### Task material
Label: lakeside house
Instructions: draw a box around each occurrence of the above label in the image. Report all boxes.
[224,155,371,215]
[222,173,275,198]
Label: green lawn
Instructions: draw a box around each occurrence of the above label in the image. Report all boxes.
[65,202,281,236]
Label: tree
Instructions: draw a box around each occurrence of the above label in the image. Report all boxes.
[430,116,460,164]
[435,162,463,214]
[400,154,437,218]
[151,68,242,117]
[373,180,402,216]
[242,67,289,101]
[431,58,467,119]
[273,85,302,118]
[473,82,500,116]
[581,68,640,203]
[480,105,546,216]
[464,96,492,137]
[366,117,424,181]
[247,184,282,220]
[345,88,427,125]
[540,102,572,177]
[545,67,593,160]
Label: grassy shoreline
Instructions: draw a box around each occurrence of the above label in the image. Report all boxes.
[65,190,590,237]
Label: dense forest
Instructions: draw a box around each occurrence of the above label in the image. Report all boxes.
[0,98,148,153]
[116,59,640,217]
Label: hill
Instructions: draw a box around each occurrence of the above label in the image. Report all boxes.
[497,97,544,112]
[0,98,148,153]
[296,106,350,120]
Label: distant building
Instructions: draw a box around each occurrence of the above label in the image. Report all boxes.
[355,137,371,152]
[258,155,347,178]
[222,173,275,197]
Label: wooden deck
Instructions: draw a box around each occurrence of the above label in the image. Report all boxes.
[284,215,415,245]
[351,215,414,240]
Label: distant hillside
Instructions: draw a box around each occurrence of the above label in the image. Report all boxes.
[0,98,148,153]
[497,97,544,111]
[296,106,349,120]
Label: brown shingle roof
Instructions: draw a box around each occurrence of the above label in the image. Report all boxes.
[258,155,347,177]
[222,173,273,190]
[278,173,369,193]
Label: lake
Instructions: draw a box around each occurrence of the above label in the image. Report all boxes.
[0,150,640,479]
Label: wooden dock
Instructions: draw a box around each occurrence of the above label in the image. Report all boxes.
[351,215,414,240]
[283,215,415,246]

### Exercise instructions
Output the entries from the line containing "Label: green lawn" through the line containing "[65,202,281,236]" as a numbered list, leaving out any blank lines.

### Correct response
1. Label: green lawn
2. Instructions: draw a box around each occurrence of the above label in the image. Report all boxes.
3. [65,202,281,236]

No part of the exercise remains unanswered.